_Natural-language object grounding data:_
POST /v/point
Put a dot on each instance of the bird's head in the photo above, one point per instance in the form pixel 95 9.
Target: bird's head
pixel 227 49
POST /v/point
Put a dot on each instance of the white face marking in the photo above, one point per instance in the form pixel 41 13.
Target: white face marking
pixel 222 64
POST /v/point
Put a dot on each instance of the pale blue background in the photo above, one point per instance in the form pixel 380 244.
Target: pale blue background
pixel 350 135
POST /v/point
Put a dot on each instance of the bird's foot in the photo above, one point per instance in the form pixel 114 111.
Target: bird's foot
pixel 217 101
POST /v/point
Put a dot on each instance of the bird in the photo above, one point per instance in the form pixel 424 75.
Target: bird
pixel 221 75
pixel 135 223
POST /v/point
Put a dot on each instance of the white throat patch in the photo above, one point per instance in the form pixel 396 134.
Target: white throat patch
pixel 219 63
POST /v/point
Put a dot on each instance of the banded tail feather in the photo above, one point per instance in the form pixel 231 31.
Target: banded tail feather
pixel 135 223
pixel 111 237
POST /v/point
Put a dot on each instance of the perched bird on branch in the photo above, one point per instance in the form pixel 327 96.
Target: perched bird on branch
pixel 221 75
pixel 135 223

_Problem to solve:_ Exactly as they stand, write out all of the entries.

_Answer space:_
POST /v/point
Put a dot on each instance of the bird's head in the photo above, one point per instance in the form pixel 95 9.
Target: bird's head
pixel 227 49
POST /v/point
Put a dot on each instance of the white face marking in the photo above, one point per instance in the form pixel 41 13.
Target: white face marking
pixel 222 64
POST /v/point
Put a dot on each instance of the pale blue background in the photo above, one point per instance in the form pixel 380 244.
Target: pale blue background
pixel 350 135
POST /v/point
Put a dot on each instance of the bird's foot in the photo above, one point per instance in the form pixel 114 111.
Target: bird's foot
pixel 217 101
POST /v/point
Put a dot on each instance of the bird in the photo above, one point per instance in the form pixel 424 75.
Target: bird
pixel 221 75
pixel 135 223
POST /v/point
Put a dot on each instance of the white throat patch in the photo above, one point per instance in the form pixel 396 134.
Target: white throat patch
pixel 219 63
POST /v/point
Put a dot on each instance of the banded tail feather in the photo above, one point per instance in the form pixel 231 31.
Target: banded tail feather
pixel 135 223
pixel 111 237
POST /v/point
Put a dot on each instance of the perched bird on branch in the photo above, one point per instance in the form pixel 327 96.
Target: perched bird on branch
pixel 221 75
pixel 135 223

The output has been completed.